● **Excerpts from point annotation data**:
------
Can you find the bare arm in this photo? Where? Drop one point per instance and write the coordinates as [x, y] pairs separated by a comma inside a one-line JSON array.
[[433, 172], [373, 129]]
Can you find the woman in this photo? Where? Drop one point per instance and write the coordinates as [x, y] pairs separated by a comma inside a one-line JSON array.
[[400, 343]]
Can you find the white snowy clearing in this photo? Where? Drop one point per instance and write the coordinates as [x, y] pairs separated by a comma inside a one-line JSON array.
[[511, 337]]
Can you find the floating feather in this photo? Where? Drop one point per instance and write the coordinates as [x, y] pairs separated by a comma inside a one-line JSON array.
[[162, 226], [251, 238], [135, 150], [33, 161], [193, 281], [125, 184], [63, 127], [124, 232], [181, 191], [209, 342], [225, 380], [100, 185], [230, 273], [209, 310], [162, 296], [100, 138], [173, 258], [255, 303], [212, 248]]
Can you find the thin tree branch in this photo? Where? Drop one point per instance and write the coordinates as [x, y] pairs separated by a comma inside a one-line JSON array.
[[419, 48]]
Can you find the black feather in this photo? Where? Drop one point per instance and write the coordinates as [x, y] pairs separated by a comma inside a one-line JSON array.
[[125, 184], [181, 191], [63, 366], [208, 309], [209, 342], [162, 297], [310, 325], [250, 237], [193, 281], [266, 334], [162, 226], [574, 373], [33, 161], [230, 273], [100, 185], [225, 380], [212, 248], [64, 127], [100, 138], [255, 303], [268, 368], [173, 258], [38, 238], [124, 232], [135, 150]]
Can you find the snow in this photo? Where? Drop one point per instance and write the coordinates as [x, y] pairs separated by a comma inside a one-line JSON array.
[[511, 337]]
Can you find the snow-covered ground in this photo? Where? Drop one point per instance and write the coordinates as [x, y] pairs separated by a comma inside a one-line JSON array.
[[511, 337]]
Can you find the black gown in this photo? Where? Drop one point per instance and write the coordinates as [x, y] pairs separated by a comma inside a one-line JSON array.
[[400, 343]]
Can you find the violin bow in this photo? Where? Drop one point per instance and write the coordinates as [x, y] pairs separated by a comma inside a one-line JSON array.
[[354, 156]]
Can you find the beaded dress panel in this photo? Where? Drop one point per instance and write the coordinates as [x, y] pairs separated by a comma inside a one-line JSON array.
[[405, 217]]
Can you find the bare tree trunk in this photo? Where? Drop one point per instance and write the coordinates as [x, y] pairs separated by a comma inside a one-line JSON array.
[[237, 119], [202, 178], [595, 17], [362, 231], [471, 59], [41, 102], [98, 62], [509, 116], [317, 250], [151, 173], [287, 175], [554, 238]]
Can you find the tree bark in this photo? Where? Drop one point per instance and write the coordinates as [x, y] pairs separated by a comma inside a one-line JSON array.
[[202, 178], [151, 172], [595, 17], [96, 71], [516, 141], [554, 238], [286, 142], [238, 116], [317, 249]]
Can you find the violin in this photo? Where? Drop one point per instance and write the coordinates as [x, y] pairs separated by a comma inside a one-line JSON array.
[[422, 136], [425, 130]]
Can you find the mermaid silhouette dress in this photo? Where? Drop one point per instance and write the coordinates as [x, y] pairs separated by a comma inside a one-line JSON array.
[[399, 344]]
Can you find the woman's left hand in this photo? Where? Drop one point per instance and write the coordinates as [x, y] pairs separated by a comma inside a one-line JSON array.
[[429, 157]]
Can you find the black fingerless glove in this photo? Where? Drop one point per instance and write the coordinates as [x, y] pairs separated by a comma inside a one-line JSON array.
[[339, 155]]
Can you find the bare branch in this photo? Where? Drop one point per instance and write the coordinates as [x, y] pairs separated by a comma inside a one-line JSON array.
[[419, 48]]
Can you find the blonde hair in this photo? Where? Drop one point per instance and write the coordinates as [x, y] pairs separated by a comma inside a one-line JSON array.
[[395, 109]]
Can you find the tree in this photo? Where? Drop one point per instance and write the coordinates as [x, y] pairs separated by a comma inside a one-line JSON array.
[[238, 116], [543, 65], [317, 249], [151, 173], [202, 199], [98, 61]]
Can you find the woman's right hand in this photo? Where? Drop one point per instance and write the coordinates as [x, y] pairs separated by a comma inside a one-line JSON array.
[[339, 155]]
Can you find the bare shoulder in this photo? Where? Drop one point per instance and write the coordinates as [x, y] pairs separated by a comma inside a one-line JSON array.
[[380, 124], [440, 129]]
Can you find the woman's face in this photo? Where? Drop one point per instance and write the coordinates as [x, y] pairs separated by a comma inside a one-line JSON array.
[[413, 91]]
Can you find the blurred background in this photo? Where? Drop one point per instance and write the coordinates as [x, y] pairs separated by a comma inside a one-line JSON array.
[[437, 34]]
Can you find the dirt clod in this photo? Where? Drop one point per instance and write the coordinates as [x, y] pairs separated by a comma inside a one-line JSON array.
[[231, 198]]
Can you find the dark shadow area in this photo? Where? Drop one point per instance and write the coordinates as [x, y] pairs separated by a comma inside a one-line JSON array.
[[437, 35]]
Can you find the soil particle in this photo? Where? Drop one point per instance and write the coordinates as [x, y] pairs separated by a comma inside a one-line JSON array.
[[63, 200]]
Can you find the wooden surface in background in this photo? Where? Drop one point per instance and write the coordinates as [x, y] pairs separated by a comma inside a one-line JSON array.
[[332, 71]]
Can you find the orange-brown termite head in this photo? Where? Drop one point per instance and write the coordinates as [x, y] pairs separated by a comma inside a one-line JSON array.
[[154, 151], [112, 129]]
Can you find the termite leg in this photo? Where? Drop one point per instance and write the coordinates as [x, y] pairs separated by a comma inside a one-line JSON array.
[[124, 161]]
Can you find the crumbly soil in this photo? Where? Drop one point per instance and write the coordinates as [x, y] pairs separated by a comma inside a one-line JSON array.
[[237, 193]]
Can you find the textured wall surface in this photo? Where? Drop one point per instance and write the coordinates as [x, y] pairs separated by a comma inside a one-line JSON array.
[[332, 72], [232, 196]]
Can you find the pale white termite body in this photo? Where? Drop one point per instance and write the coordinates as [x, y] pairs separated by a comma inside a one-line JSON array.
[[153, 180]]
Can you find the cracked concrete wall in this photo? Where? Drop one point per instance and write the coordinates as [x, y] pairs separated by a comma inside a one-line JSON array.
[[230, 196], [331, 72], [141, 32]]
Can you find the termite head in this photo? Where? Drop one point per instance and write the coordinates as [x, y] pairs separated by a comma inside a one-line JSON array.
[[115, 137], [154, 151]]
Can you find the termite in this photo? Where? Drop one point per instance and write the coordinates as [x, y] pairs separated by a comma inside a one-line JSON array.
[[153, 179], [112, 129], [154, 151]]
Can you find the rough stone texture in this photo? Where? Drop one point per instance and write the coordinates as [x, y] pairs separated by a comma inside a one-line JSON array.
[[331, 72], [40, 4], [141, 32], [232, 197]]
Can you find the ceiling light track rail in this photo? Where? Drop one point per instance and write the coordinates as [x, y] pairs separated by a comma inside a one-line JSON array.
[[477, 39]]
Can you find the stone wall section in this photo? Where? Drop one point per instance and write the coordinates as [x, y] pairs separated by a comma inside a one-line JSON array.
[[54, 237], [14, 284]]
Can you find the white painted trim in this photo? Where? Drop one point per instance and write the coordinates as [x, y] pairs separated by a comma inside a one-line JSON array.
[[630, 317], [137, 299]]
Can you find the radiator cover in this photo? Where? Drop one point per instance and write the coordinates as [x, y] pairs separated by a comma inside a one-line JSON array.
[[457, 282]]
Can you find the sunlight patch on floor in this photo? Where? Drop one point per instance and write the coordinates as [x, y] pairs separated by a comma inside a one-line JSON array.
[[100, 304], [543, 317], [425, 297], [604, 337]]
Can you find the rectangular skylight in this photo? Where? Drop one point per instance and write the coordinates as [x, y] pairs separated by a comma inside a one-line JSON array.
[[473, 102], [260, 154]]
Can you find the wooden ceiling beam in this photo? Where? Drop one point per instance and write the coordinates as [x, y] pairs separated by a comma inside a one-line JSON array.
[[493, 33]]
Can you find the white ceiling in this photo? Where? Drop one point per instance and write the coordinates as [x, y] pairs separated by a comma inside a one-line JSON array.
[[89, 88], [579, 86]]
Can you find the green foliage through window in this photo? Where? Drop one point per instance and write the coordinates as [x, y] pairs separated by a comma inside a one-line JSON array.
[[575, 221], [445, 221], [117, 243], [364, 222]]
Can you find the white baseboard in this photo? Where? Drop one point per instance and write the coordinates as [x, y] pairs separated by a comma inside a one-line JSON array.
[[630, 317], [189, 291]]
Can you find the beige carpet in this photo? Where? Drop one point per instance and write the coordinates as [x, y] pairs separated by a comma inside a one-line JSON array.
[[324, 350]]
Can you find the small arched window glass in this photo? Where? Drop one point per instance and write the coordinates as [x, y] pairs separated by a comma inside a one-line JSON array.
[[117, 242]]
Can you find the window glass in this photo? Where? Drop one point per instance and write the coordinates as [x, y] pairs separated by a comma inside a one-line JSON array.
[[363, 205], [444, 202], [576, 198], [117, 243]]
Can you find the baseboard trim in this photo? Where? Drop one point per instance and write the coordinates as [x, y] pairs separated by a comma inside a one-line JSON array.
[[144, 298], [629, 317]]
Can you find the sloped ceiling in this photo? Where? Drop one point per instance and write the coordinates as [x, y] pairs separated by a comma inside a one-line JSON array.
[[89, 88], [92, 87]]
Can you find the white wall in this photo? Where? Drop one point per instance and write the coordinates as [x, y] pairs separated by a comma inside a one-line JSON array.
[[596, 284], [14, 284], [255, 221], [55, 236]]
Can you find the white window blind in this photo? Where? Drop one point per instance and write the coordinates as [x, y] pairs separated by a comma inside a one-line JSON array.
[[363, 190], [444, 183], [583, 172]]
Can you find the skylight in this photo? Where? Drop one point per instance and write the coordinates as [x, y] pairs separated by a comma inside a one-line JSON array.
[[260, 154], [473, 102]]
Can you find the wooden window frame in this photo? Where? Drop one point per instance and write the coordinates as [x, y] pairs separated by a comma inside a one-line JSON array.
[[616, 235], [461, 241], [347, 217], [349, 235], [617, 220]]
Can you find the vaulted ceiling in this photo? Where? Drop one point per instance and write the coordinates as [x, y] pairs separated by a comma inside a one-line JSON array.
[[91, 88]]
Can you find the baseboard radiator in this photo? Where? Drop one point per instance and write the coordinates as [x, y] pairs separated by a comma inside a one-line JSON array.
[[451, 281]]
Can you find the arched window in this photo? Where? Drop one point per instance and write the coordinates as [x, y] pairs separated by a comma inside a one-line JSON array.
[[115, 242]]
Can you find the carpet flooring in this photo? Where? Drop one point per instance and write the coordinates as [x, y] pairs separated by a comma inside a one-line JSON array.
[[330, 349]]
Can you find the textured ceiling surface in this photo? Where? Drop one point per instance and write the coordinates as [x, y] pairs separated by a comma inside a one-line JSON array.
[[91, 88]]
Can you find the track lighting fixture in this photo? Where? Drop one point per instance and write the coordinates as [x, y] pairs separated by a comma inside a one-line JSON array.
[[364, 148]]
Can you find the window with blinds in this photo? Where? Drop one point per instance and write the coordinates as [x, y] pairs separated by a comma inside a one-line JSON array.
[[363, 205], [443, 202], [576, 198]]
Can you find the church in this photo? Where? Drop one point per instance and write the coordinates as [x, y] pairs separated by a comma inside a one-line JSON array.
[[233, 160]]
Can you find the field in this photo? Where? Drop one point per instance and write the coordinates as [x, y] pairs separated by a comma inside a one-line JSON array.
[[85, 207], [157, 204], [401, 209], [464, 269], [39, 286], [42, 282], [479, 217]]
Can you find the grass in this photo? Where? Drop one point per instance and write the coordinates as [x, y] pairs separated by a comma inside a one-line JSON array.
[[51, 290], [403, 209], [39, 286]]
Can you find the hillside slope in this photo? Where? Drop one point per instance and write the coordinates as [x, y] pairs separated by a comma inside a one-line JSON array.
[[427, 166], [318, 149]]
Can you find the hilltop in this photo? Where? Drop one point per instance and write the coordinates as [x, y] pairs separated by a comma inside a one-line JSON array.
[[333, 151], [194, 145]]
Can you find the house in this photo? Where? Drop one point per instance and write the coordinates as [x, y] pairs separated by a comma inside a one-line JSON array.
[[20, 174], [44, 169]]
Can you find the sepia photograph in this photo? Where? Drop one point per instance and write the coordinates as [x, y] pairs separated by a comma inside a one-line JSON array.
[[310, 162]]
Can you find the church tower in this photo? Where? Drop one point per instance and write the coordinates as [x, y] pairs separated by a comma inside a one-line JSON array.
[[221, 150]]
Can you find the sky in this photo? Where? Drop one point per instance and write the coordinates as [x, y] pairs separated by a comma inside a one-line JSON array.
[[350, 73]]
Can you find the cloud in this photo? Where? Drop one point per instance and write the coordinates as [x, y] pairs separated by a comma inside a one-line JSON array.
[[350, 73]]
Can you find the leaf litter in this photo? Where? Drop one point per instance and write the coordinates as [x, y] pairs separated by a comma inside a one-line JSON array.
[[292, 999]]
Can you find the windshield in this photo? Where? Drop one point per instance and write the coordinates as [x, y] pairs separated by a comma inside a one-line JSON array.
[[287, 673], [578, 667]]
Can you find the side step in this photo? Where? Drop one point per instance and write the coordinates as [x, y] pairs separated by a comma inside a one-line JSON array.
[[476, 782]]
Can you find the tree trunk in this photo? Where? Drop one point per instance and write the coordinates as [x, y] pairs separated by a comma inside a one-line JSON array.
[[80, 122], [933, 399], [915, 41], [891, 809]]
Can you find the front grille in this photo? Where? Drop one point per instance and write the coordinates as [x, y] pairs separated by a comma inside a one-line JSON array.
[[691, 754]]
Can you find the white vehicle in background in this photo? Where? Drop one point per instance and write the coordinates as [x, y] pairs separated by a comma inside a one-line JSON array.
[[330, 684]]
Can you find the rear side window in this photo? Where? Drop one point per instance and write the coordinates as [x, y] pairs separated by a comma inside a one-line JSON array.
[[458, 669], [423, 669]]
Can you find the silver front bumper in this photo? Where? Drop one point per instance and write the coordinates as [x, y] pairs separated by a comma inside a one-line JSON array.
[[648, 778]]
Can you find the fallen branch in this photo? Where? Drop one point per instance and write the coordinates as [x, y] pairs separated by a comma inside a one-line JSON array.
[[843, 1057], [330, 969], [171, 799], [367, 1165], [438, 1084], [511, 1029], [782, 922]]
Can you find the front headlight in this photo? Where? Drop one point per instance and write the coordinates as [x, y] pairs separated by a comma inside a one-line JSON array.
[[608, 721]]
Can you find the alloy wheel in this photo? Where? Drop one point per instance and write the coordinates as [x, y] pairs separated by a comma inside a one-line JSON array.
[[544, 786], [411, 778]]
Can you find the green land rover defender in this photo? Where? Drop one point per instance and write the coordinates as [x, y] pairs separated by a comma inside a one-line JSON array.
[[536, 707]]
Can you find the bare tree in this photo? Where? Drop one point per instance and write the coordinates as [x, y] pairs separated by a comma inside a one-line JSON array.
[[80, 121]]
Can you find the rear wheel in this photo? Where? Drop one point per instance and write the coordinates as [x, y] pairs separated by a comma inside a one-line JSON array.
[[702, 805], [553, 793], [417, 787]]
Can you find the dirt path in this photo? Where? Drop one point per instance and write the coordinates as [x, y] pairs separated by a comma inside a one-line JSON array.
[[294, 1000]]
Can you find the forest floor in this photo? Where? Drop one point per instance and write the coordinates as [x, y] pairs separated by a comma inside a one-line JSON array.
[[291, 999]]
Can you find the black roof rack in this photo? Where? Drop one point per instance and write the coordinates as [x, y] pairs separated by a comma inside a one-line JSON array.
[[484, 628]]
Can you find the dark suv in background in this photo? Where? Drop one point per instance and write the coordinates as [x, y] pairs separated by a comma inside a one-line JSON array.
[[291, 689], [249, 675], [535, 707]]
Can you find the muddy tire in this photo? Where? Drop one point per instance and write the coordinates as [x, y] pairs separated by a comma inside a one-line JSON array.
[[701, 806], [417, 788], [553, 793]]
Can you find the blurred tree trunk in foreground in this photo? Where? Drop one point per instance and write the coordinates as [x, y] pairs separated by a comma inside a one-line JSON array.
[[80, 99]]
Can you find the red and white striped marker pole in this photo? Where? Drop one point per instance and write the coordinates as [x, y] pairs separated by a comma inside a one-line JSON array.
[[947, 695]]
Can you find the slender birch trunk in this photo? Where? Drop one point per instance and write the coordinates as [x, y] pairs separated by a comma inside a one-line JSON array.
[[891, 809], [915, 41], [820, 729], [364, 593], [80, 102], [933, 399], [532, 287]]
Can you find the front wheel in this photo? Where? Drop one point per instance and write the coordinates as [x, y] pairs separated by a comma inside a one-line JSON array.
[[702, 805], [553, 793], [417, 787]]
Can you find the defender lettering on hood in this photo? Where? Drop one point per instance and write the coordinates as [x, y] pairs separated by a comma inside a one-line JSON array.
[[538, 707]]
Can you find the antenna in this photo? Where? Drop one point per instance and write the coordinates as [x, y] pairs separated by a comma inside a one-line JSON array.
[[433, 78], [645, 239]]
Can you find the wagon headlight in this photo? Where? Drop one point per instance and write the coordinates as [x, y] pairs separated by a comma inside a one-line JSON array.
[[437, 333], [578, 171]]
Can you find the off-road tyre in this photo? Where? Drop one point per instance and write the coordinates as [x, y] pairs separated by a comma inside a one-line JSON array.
------
● **Instruction**: Print only the lines from the one with "Can you find the antenna" to the end of the records, both included.

● **Task output**:
Can you find the antenna in this photo? Where? Drop one point per instance and write the coordinates as [x, y] pairs separated by a comma inside a one-line JSON array.
[[433, 78], [645, 239]]
Can you find the wagon headlight in this photo? Where? Drop one point per instance and write the coordinates as [x, y] pairs separated by a comma inside a one-line JSON array.
[[437, 333], [578, 171]]
Can you find the off-road tyre in this photo? Where? Drop one point per instance and write the coordinates as [x, y] pairs separated by a comma inside a one-line JSON array.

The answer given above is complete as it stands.